> _EXTRACT PROVIDED_:
=== Section Start ===

For years CMMI has been viewed as a backwater where policy wonks lavishly fund schemes to better coordinate care and move Medicare from volume to “value.” Obamacare provided CMMI with a staggering $10 billion (you read that right — billion) of funding per decade. CMMI has struggled to help mostly hospital-led accountable care organizations better coordinate care and contain costs, repeatedly relaxing its rules to retain participant interest in the program. ACOs (accountable care organizations) have fueled provider consolidation but have done little to save money.
Last year, CMMI sparked controversy when it imposed the mandatory Comprehensive Care for Joint Replacement (CCJR) demonstration in 67 metropolitan statistical areas to test bundled payments of hip and knee replacement surgeries. Orthopedic surgeons and a substantial number of members of Congress objected, and the start date was briefly delayed, but it rolls into effect April 1.
Perhaps emboldened by its success in swatting away objections to CCJR and observing the developing narrative on drug pricing, the Obama administration undertook this aggressive Part B demonstration, of the scope and reach that few in the policy and physician and drug communities could fathom. The Medicare Payment Advisory Committee (MedPAC) had opined that the 6 percent add-on payment to ASP could encourage physicians to prescribe more expensive drugs. But its role was merely to advise Congress, which then had to decide whether and how to act after hearing from stakeholders. Few could conceive that CMS would adopt nationwide, European-style reference-pricing regimes and sweeping schemes to tie reimbursement to subjective views of effectiveness. CMS’s writing clinical support tools also has alarmed the physician community, which views that as their role.

=== Section End ===

> _EXERCISE TASKS_:
A. According to the CMMI passage, why has CMMI repeatedly relaxed its rules for accountable care organizations? Answer in one or two sentences.
B. Answer these from the CMMI passage:
(i) How much funding per decade did Obamacare give CMMI?
(ii) In how many metropolitan statistical areas was the CCJR demonstration imposed?
(iii) On what date does CCJR roll into effect?
C. Write the next paragraph of the CMMI passage, starting after its final sentence.

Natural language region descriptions
=== Section Start ===

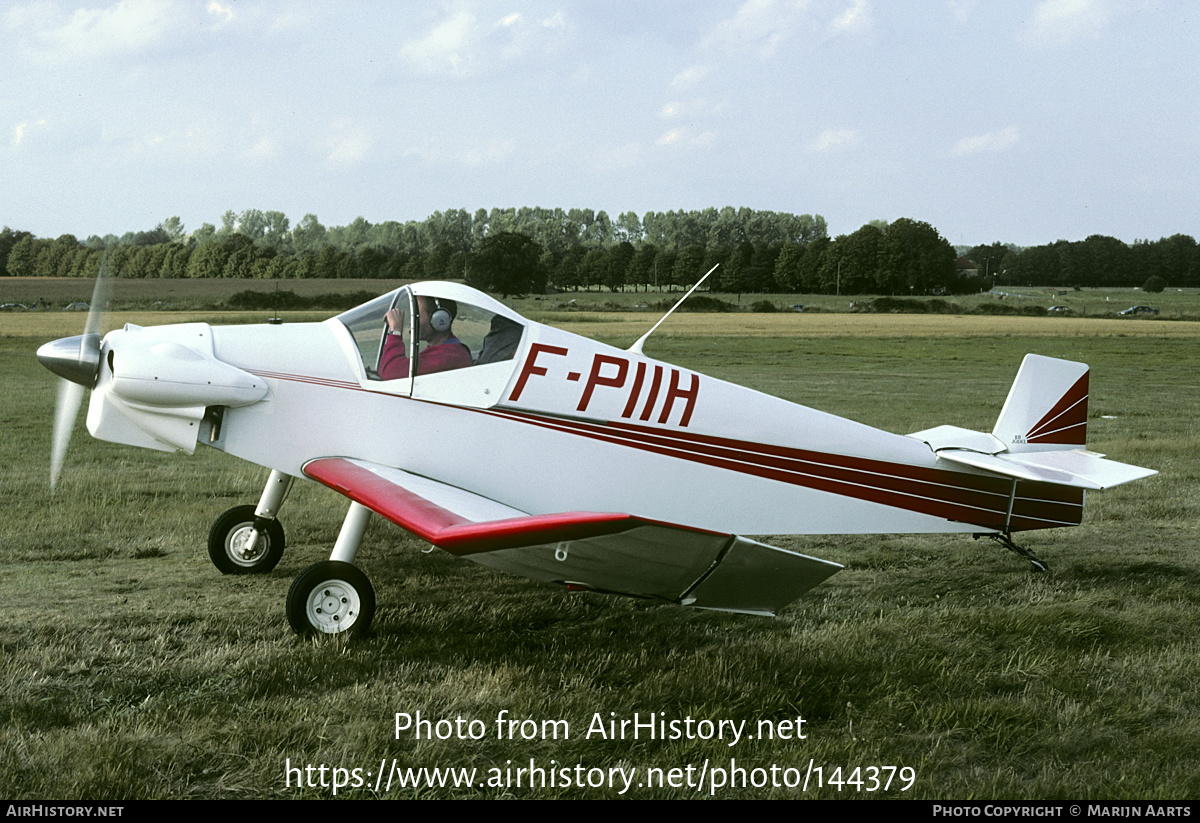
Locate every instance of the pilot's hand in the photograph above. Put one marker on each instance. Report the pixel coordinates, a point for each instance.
(395, 319)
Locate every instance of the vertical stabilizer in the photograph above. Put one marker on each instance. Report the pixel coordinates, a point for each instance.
(1047, 407)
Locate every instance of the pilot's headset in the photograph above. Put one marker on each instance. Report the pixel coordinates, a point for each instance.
(443, 313)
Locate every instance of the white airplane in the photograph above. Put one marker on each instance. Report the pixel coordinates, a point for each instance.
(553, 456)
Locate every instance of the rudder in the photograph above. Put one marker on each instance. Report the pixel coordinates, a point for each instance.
(1047, 407)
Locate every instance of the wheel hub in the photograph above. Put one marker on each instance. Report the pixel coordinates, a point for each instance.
(246, 547)
(333, 606)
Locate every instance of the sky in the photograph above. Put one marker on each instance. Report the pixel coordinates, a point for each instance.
(1020, 121)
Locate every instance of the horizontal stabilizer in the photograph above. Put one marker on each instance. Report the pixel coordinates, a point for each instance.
(610, 552)
(1074, 468)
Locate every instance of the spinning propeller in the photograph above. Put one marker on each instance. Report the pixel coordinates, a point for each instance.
(76, 360)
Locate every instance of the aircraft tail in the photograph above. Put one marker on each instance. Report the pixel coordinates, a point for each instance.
(1041, 434)
(1047, 407)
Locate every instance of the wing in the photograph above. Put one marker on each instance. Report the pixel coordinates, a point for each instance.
(611, 552)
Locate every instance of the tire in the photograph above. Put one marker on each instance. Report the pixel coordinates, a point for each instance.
(330, 598)
(228, 538)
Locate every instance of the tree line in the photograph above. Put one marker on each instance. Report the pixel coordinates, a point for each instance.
(1098, 260)
(581, 248)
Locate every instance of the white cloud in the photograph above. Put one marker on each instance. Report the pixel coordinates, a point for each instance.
(835, 139)
(684, 136)
(759, 25)
(991, 142)
(462, 46)
(855, 20)
(689, 77)
(348, 145)
(447, 48)
(129, 26)
(1056, 22)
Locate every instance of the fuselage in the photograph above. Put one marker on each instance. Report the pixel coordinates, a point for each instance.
(564, 424)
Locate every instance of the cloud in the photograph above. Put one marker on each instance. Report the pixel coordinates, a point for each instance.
(462, 46)
(130, 26)
(348, 145)
(855, 20)
(989, 143)
(834, 139)
(689, 77)
(1056, 22)
(447, 48)
(21, 128)
(684, 136)
(759, 25)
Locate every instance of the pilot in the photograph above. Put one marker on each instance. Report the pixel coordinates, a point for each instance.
(444, 350)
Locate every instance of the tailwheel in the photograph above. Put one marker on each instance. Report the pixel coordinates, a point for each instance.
(241, 544)
(1006, 540)
(330, 598)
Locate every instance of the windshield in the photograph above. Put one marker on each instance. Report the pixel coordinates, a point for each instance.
(449, 334)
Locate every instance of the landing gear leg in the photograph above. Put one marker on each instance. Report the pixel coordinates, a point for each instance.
(335, 596)
(1006, 540)
(249, 540)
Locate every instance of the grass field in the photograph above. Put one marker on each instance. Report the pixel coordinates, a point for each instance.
(131, 668)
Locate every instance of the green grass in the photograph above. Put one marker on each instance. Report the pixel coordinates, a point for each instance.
(131, 668)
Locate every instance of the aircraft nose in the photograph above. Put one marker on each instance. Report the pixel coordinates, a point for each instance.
(77, 359)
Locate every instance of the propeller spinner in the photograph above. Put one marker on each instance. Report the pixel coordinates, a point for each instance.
(76, 360)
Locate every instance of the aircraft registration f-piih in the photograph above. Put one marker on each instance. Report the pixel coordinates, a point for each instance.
(553, 456)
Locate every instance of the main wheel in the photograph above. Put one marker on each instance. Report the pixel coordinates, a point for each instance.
(232, 550)
(330, 598)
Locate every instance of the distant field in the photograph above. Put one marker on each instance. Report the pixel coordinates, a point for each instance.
(131, 668)
(205, 294)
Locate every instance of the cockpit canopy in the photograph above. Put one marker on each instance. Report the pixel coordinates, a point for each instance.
(454, 326)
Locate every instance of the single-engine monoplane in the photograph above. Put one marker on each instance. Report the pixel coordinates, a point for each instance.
(537, 451)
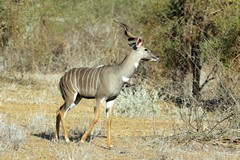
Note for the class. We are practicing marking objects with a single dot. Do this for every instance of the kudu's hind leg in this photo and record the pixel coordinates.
(96, 118)
(61, 113)
(109, 111)
(58, 118)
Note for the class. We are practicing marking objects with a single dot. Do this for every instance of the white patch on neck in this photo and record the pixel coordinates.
(125, 79)
(136, 64)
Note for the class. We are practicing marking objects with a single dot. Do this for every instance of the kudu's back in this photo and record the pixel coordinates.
(82, 81)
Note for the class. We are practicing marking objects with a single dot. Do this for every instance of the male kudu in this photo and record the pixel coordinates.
(102, 83)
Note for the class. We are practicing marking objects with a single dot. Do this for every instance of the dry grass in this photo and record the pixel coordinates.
(27, 127)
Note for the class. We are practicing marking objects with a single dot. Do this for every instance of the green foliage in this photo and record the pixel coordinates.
(137, 102)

=== Section End ===

> _YOUR RESPONSES_:
A. CMMI relaxed its rules again and again to keep participants interested in the program. It was struggling to help mostly hospital-led accountable care organizations coordinate care and contain costs.

B.
(i) $10 billion per decade.
(ii) 67 metropolitan statistical areas.
(iii) April 1.

C.
Moreover, in refusing to engage stakeholders in the development of the demonstration model, the Obama administration has violated the very law that established CMMI. The Obamacare statute requires CMMI to “consult with clinical experts in medicine and health management and use open door forums or other mechanisms to seek input from interested parties.”
Upon learning that CMS was about to release its proposal on Part B drug pricing, more than 100 patient and physician groups — ranging from the American Autoimmune Related Disease Association and Kidney Care Association to the American Society of Clinical Oncology and Society for Women’s Health Research — quickly issued a strongly worded letter stating “This type of initiative, implemented without sufficient stakeholder input, will adversely affect the care and treatment of Medicare patients with complex conditions.”
The lack of engagement stands in stark contrast to CMMI’s own Oncology Care Model, which has been under development for more than two years with substantial interaction and dialogue with stakeholders. That voluntary alternative payment model will likely be overridden by this far-reaching and mandatory program.
Just as troubling, the administration ignores the CMMI statute’s clear mandate to select a model that “addresses a defined population for which there are deficits in care leading to poor clinical outcomes or potentially avoidable expenditures.” The “defined population” apparently means the entire country (except for CMS home base of Maryland.) CMS provides no evidence that Medicare beneficiaries are experiencing poor clinical outcomes based on the Part B drugs they are being prescribed. And moreover, in the panoply of academic and managed care literature, there is little to suggest the Part B payment structure has led to abuse.
Physician, patient, and industry groups are now mobilizing to at least delay the implementation of this demonstration project to the next administration. That will be a challenge, as there is no mustpass bill on the horizon. Yet a similar coalition successfully beat back a CMS attempt to remove protections to vulnerable patients taking drugs in one of the designated “6 protected classes” in the Medicare Part D outpatient drug benefit a couple years ago.
If CMS wins this battle over physician-administered Part B drugs, it will be emboldened to pursue even more radical “demonstrations” in Medicare Part D. It could effectively rewrite the Medicare program through executive fiat and without the people’s representatives’ input or consent. That is unacceptable.
Launch all ships and leave none in a harbor!